------ Excerpted records ------

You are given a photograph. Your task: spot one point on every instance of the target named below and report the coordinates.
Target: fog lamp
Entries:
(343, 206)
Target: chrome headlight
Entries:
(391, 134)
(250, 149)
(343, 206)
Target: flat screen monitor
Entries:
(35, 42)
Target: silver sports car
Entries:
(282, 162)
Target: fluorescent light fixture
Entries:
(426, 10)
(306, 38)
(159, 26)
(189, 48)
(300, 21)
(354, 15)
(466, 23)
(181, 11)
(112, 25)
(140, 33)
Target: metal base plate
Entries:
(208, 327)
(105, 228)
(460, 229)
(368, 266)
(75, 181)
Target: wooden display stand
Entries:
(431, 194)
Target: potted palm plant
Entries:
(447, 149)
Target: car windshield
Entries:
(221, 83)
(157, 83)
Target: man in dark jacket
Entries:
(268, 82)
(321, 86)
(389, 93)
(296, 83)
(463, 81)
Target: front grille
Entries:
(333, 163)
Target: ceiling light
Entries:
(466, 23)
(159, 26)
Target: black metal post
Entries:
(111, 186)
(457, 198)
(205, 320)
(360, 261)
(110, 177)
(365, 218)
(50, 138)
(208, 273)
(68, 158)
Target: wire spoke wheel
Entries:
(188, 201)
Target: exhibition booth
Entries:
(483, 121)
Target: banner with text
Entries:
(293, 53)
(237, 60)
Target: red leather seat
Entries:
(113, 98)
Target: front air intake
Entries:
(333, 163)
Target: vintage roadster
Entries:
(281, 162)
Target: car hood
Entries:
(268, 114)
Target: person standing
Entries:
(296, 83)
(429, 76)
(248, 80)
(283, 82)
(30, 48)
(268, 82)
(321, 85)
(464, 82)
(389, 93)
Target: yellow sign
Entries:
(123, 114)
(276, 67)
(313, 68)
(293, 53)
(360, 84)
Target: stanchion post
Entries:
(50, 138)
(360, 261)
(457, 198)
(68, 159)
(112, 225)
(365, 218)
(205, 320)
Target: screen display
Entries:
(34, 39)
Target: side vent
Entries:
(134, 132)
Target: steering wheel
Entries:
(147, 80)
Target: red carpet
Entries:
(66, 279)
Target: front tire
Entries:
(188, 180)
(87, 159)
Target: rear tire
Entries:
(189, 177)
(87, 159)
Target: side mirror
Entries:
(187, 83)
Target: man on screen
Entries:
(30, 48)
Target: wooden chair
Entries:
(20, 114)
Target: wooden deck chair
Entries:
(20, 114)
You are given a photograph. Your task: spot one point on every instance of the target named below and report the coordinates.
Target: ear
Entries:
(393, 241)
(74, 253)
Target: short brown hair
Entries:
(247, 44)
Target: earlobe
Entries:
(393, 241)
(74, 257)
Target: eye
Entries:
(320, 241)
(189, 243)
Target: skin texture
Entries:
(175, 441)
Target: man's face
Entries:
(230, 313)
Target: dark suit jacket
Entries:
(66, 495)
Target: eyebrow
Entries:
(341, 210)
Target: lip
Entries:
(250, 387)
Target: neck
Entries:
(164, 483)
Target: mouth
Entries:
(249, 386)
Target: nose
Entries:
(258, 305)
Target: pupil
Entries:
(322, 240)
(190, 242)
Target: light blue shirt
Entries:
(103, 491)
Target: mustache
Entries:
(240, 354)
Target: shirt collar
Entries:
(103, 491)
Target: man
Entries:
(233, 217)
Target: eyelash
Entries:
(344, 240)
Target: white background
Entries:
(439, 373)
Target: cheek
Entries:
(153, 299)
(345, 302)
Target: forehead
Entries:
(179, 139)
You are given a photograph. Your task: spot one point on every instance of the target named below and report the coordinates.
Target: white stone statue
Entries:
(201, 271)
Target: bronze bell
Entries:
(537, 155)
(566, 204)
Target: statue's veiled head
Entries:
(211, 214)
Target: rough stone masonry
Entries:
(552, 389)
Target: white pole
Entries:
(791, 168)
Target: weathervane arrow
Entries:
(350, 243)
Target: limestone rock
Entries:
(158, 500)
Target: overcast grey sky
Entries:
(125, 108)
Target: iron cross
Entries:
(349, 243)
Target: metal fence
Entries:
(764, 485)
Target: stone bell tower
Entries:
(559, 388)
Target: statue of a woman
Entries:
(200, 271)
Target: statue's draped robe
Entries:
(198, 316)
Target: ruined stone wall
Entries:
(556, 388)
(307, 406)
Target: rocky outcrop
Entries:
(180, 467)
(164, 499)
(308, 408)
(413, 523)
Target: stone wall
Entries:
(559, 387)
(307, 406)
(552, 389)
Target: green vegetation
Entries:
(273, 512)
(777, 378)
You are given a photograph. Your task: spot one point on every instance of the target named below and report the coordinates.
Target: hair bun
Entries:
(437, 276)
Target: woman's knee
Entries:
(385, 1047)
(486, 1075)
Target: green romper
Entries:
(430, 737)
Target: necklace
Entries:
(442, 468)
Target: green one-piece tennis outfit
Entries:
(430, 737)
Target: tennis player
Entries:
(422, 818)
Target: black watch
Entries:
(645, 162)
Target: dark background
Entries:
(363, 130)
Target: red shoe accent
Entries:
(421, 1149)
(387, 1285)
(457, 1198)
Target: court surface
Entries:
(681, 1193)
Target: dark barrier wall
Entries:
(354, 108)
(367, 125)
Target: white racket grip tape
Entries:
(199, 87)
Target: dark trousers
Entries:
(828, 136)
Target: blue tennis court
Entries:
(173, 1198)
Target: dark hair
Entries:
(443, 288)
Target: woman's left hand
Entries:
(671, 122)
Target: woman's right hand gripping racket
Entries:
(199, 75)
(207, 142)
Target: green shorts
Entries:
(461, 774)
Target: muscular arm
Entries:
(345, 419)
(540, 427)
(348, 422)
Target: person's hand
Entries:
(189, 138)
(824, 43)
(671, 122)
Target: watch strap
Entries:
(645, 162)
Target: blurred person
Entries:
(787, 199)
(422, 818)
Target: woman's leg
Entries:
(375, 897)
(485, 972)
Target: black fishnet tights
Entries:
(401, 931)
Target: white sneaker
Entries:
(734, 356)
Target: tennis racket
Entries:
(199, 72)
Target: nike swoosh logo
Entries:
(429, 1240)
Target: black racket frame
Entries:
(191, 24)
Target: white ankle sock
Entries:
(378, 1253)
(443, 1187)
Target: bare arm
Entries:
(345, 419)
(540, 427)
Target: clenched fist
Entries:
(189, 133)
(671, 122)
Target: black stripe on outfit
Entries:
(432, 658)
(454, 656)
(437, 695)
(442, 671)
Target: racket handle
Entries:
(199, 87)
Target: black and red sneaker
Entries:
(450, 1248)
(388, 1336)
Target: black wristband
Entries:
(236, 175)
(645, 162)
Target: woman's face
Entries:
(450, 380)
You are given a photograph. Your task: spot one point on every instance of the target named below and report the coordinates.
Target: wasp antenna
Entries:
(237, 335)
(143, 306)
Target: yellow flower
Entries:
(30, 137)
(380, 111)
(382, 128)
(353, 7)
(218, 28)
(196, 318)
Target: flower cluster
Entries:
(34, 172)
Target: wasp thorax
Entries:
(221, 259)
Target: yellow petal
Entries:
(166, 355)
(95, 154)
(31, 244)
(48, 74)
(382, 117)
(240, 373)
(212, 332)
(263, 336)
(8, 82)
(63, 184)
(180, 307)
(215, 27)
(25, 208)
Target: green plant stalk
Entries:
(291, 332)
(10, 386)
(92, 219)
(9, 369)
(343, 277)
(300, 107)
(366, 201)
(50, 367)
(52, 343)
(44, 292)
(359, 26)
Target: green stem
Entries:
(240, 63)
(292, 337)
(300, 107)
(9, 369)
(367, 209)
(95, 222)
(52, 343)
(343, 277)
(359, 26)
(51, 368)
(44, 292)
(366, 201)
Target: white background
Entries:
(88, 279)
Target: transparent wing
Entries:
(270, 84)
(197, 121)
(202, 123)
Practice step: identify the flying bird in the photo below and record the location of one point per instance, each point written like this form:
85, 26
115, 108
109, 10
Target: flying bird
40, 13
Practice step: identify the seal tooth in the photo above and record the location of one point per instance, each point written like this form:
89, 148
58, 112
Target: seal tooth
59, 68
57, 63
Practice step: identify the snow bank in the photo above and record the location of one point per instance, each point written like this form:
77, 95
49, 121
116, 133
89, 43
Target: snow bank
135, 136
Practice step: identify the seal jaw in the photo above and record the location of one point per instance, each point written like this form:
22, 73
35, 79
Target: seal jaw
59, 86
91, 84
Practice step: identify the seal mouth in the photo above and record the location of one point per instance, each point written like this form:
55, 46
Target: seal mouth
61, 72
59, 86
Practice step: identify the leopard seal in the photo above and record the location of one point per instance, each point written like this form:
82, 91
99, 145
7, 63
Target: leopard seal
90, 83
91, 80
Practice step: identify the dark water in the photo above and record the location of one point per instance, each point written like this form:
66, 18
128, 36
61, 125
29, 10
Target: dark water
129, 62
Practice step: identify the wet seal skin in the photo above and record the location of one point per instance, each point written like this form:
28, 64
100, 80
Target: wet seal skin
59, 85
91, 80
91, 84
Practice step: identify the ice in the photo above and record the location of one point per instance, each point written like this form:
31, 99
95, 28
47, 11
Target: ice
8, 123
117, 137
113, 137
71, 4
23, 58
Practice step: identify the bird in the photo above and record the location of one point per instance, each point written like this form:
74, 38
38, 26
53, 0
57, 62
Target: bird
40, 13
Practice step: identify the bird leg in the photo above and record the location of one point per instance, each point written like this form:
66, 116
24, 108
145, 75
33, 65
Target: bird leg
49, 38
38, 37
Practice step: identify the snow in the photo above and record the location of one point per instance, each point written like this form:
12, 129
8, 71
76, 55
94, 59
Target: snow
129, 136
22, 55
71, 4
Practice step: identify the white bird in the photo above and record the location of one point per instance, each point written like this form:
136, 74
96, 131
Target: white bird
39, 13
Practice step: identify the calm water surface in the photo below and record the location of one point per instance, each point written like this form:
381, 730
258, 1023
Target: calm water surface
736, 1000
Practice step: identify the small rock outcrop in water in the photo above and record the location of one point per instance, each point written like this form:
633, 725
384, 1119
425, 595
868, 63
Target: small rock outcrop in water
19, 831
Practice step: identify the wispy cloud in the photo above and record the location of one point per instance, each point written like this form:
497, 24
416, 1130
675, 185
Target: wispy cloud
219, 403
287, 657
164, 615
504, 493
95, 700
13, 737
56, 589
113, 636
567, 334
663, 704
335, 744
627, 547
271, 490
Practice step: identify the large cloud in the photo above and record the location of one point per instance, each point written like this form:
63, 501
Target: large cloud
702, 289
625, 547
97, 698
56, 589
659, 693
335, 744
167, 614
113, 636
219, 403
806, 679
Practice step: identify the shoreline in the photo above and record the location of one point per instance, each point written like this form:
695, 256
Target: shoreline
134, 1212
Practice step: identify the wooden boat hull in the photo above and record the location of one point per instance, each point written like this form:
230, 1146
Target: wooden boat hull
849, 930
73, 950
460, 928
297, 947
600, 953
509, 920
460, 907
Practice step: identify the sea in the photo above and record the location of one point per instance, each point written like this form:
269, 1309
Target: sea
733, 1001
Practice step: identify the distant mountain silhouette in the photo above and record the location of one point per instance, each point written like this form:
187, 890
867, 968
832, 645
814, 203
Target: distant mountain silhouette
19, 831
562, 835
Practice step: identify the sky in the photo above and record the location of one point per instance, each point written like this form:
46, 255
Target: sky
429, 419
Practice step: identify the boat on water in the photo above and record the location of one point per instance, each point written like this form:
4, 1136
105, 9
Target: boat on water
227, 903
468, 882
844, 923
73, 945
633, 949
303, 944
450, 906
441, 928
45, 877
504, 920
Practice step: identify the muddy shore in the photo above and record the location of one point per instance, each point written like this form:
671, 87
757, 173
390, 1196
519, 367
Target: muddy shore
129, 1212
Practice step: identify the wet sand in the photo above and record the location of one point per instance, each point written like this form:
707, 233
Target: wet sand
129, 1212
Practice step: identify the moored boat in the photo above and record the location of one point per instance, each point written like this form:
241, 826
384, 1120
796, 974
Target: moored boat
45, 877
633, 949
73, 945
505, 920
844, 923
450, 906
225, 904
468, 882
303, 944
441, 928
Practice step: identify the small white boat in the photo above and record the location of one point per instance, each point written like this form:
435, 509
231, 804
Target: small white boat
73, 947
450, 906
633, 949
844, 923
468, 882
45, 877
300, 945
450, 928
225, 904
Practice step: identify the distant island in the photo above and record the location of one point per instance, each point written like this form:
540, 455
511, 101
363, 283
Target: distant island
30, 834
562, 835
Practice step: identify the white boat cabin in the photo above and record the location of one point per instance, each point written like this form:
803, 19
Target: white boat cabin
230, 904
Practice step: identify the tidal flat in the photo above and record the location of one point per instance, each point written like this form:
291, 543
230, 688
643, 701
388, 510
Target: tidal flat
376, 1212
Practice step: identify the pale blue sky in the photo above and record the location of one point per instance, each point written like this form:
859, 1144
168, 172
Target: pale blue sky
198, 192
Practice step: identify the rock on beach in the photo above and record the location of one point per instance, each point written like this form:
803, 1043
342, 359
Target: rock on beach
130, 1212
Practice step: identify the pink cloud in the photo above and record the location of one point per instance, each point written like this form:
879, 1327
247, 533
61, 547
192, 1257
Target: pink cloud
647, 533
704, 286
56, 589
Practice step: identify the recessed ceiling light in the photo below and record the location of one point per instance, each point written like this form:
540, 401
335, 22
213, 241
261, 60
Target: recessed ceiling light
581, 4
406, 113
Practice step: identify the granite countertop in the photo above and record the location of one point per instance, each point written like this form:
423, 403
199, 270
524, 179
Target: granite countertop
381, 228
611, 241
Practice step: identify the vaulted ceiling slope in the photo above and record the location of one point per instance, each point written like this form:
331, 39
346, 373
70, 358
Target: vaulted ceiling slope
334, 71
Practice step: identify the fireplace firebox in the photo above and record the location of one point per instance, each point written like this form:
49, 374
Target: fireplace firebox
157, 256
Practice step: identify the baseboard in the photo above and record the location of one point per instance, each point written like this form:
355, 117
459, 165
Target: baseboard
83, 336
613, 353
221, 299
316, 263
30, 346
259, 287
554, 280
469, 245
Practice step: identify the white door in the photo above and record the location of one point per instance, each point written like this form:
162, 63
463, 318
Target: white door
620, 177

------

Directions ::
Write out only the lines from the very start of the entries above to the line that includes "Target: ceiling light", both ends included, each one unchanged.

Answer section ::
You are given a photograph. Your task: spot one point on every instance of the target named below and report the coordinates.
Target: fog lamp
Entries:
(343, 206)
Target: chrome headlight
Entries:
(391, 134)
(250, 149)
(343, 206)
Target: flat screen monitor
Entries:
(35, 42)
Target: silver sports car
Entries:
(282, 162)
Target: fluorescent light fixture
Entries:
(426, 10)
(306, 38)
(159, 26)
(189, 48)
(300, 21)
(354, 15)
(466, 23)
(181, 11)
(112, 25)
(140, 33)
Target: metal base plate
Entries:
(208, 327)
(105, 228)
(460, 229)
(368, 266)
(75, 181)
Target: wooden display stand
Entries:
(431, 194)
Target: potted palm plant
Entries:
(447, 149)
Target: car windshield
Entries:
(221, 83)
(157, 83)
Target: man in dark jacket
Entries:
(268, 82)
(321, 86)
(389, 93)
(296, 83)
(463, 81)
Target: front grille
Entries:
(333, 163)
Target: ceiling light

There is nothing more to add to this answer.